What the exercise asks
Some lines below hold "query". Pick them out and copy them.
START Task material
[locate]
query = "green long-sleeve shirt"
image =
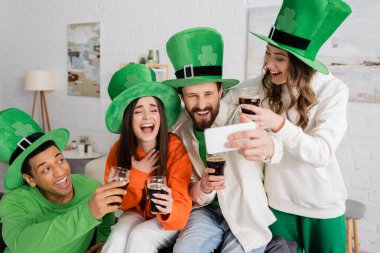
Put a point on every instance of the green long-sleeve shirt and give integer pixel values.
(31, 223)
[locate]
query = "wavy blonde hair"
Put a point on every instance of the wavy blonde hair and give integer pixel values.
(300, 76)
END Task material
START Task material
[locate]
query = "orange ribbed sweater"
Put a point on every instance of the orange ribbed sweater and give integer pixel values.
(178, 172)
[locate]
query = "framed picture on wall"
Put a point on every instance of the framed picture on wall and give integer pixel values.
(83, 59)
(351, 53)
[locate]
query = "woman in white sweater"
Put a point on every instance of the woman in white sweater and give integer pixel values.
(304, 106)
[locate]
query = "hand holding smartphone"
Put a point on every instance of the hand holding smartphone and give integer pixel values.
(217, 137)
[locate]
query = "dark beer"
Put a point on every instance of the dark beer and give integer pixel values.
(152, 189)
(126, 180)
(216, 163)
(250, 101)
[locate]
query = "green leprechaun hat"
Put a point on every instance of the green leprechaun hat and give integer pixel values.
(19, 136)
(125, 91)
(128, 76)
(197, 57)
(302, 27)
END Task material
Answer
query = "green long-sleeve shirt"
query = "wavy blonde hair"
query = "orange ribbed sweater"
query = "framed picture on wall"
query = "woman in white sweater"
query = "hand holding smartphone"
query = "dark beer"
query = "green leprechaun hat"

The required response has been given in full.